= Given problem =
Rewrite the entries from the line with "of the mountain" up to and including the line with "[(825, 217)]", swapping "gray rock face" for "granite cliff" and keeping everything else the same.

= Entries in a dataset =

····················

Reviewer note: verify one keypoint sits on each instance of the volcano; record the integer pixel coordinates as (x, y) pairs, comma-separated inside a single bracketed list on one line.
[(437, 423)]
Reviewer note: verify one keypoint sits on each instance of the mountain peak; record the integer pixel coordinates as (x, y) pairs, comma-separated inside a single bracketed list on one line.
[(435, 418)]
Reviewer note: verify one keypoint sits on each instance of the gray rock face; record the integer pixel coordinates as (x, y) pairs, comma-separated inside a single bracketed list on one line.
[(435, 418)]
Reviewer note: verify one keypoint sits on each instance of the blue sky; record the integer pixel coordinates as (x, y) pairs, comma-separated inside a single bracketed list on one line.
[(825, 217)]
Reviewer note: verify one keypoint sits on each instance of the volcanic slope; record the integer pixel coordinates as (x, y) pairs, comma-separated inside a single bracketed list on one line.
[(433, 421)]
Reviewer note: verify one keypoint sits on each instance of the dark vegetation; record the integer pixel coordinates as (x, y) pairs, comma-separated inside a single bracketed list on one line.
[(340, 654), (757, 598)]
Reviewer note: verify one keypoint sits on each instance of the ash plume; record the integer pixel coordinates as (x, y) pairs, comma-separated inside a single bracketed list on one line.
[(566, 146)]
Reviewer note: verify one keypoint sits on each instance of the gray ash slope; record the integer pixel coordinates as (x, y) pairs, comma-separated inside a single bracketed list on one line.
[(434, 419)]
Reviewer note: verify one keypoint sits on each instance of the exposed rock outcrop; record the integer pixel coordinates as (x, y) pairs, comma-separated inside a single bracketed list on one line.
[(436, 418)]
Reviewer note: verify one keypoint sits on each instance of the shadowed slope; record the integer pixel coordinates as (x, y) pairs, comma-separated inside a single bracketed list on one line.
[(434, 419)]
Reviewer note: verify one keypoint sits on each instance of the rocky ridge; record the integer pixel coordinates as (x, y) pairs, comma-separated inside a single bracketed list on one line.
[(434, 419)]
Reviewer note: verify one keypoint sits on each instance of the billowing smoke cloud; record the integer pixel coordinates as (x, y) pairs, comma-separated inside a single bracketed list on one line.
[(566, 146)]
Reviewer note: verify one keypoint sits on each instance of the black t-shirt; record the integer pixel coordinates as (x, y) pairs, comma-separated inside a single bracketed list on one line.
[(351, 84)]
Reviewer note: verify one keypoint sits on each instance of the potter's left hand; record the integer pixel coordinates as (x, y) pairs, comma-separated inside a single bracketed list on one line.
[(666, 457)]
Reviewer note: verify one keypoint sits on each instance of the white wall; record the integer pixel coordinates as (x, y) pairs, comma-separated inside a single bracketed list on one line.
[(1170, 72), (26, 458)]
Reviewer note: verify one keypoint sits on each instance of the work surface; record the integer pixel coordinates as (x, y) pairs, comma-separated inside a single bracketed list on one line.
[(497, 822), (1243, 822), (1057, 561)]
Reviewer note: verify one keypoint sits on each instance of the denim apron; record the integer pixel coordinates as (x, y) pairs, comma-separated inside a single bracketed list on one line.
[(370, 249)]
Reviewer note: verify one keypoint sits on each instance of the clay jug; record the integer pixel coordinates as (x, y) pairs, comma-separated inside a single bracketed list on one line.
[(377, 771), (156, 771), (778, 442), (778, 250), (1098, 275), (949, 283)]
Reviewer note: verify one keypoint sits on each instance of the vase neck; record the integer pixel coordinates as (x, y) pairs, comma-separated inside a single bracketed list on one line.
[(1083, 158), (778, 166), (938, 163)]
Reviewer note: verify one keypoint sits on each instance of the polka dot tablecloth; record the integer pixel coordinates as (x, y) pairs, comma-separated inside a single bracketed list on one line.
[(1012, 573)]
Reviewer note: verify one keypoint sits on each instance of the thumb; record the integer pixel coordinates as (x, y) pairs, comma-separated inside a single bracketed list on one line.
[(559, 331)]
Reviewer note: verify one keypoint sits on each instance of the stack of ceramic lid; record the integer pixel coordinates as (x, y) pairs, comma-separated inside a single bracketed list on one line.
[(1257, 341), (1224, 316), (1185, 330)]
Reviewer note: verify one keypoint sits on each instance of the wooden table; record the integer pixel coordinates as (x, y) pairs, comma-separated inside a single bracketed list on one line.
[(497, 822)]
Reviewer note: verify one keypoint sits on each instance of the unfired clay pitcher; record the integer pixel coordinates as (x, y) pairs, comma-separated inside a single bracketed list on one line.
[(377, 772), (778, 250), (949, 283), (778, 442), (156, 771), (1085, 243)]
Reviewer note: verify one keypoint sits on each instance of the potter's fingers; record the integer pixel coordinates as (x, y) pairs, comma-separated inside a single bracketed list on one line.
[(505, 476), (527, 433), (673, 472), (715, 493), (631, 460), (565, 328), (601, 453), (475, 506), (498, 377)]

····················

= Exercise response =
Reviewer note: verify one keypoint sits on each instance of the mountain peak; record the integer pixel coordinates as (x, y) pairs, comma-separated inside a single bracketed list on one line.
[(435, 418)]
Reviewer note: verify one keypoint sits on each instance of the granite cliff; record the integer pixel coordinates as (x, y) pairs, comma-separated inside a single bracketed list on one line.
[(435, 418)]
Reviewer note: verify one keypoint sits on each instance of the blue sky; record the integer pixel coordinates as (x, y) pairs, comma-separated inside a single bracketed list on one line.
[(825, 217)]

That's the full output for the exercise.